### Records ###

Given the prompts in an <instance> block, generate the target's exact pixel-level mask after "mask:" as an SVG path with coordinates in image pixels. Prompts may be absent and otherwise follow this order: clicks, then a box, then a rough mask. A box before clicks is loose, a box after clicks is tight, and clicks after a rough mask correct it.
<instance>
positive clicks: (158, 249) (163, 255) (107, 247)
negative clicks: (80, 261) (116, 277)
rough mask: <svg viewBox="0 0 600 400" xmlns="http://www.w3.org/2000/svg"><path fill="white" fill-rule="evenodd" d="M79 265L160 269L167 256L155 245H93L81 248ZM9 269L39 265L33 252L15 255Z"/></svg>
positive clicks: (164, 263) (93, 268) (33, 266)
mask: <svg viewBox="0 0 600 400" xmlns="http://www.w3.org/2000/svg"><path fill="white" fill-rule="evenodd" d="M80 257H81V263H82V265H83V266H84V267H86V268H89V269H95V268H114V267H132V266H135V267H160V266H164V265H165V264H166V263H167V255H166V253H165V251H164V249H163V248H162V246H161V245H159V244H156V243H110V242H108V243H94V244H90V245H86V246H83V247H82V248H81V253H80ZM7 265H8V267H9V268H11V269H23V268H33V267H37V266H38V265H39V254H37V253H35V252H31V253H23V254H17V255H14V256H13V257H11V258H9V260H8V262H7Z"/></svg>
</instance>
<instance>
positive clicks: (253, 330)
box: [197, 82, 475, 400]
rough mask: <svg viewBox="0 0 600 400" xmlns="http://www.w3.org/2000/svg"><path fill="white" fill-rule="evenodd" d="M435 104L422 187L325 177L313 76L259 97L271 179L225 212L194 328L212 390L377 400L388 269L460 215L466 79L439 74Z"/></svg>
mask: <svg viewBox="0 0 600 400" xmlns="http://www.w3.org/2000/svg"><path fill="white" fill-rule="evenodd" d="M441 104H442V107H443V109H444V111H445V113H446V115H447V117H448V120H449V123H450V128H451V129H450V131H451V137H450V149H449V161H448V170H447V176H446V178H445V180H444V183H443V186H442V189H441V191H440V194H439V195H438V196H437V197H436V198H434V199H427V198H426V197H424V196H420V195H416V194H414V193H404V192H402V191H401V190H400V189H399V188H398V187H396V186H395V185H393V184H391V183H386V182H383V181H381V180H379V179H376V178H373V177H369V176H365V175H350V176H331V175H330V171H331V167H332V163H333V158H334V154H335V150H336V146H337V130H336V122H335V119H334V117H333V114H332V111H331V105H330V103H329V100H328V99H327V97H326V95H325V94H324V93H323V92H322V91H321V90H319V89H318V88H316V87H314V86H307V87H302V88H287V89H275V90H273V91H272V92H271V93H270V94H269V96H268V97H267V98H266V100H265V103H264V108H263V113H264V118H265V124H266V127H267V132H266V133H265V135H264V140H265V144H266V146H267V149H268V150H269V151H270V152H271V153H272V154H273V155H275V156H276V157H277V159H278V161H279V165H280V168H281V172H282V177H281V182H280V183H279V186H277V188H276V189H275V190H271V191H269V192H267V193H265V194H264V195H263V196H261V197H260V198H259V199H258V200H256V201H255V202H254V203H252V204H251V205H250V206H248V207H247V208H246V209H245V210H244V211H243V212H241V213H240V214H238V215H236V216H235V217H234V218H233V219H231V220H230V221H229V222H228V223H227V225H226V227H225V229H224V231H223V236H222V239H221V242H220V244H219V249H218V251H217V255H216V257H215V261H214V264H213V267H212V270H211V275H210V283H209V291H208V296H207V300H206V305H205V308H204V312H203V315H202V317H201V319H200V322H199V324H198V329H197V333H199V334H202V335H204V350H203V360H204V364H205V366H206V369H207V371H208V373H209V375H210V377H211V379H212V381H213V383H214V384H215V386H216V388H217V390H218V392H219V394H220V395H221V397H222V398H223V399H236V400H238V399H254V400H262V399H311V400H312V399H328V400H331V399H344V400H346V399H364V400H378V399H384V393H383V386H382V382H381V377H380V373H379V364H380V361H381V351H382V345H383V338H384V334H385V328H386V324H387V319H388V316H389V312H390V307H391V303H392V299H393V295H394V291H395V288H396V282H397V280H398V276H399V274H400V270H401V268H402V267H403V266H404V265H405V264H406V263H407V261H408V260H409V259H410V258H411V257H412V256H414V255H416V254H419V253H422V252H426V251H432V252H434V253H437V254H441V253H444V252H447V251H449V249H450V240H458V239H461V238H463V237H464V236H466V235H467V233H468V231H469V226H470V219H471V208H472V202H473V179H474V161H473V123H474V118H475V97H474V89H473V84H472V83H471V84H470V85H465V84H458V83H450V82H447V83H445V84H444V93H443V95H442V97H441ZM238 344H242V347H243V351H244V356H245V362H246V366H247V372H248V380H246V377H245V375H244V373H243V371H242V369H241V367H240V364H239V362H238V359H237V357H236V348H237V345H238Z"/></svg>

###

• [Task objective]: Please rewrite the entire listing above, changing every "rough mask" to "coarse mask" and leaving everything else as it is.

• [Written answer]:
Given the prompts in an <instance> block, generate the target's exact pixel-level mask after "mask:" as an SVG path with coordinates in image pixels. Prompts may be absent and otherwise follow this order: clicks, then a box, then a coarse mask. A box before clicks is loose, a box after clicks is tight, and clicks after a coarse mask correct it.
<instance>
positive clicks: (158, 249) (163, 255) (107, 247)
negative clicks: (80, 261) (116, 277)
coarse mask: <svg viewBox="0 0 600 400" xmlns="http://www.w3.org/2000/svg"><path fill="white" fill-rule="evenodd" d="M79 265L160 269L167 256L155 245H93L81 248ZM9 269L39 265L33 252L15 255Z"/></svg>
positive clicks: (164, 263) (93, 268) (33, 266)
mask: <svg viewBox="0 0 600 400" xmlns="http://www.w3.org/2000/svg"><path fill="white" fill-rule="evenodd" d="M80 257H81V263H82V265H83V266H84V267H86V268H89V269H95V268H114V267H132V266H135V267H160V266H164V265H165V264H166V263H167V255H166V253H165V251H164V249H163V248H162V246H161V245H159V244H156V243H110V242H108V243H94V244H90V245H86V246H83V247H82V248H81V253H80ZM7 265H8V267H9V268H11V269H23V268H33V267H37V266H38V265H39V254H37V253H35V252H31V253H23V254H17V255H14V256H13V257H11V258H9V260H8V262H7Z"/></svg>
</instance>
<instance>
positive clicks: (253, 330)
box: [197, 82, 475, 400]
coarse mask: <svg viewBox="0 0 600 400" xmlns="http://www.w3.org/2000/svg"><path fill="white" fill-rule="evenodd" d="M435 104L422 187L325 177L313 76L259 97L271 179L225 212L194 328L212 390L377 400L388 269L460 215L466 79L439 74Z"/></svg>
mask: <svg viewBox="0 0 600 400" xmlns="http://www.w3.org/2000/svg"><path fill="white" fill-rule="evenodd" d="M441 104H442V107H443V109H444V111H445V113H446V115H447V117H448V120H449V123H450V128H451V129H450V131H451V137H450V149H449V161H448V170H447V176H446V178H445V180H444V183H443V186H442V189H441V191H440V194H439V195H438V196H437V197H436V198H434V199H427V198H426V197H424V196H420V195H416V194H414V193H404V192H402V191H401V190H400V189H399V188H398V187H396V186H395V185H393V184H391V183H386V182H383V181H381V180H379V179H376V178H373V177H369V176H365V175H350V176H331V175H330V171H331V167H332V163H333V158H334V154H335V150H336V146H337V130H336V122H335V119H334V117H333V114H332V111H331V105H330V103H329V100H328V99H327V97H326V95H325V94H324V93H323V92H322V91H321V90H319V89H318V88H316V87H314V86H307V87H302V88H287V89H275V90H273V91H272V92H271V93H270V94H269V96H268V97H267V98H266V100H265V103H264V108H263V113H264V118H265V124H266V127H267V132H266V133H265V135H264V140H265V144H266V146H267V149H268V150H269V151H270V152H271V153H272V154H273V155H275V156H276V157H277V159H278V161H279V165H280V168H281V172H282V177H281V182H280V183H279V186H277V188H276V189H275V190H271V191H269V192H267V193H265V194H264V195H263V196H261V197H260V198H259V199H258V200H256V201H255V202H254V203H252V204H251V205H250V206H248V207H247V208H246V209H245V210H244V211H243V212H241V213H240V214H238V215H236V216H235V217H234V218H233V219H231V220H230V221H229V222H228V223H227V225H226V227H225V229H224V231H223V236H222V239H221V242H220V244H219V249H218V251H217V255H216V257H215V261H214V264H213V267H212V270H211V275H210V283H209V291H208V296H207V300H206V305H205V308H204V312H203V315H202V317H201V319H200V322H199V324H198V329H197V333H199V334H202V335H204V350H203V360H204V364H205V366H206V369H207V371H208V373H209V375H210V377H211V379H212V381H213V383H214V384H215V386H216V388H217V390H218V392H219V394H220V395H221V397H222V398H223V399H236V400H238V399H254V400H262V399H311V400H312V399H328V400H331V399H344V400H346V399H364V400H378V399H384V393H383V386H382V382H381V377H380V373H379V364H380V361H381V351H382V345H383V338H384V334H385V328H386V324H387V319H388V316H389V312H390V307H391V303H392V299H393V295H394V291H395V288H396V282H397V280H398V276H399V274H400V270H401V268H402V267H403V266H404V265H405V264H406V263H407V261H408V260H409V259H410V258H411V257H412V256H414V255H416V254H419V253H422V252H426V251H432V252H434V253H437V254H441V253H444V252H447V251H449V249H450V240H458V239H461V238H463V237H464V236H466V235H467V233H468V231H469V226H470V219H471V208H472V202H473V179H474V161H473V123H474V118H475V97H474V89H473V84H472V83H471V84H470V85H465V84H458V83H450V82H447V83H445V84H444V93H443V95H442V97H441ZM238 344H242V347H243V351H244V356H245V362H246V366H247V372H248V380H246V377H245V375H244V373H243V371H242V369H241V367H240V364H239V362H238V359H237V357H236V348H237V345H238Z"/></svg>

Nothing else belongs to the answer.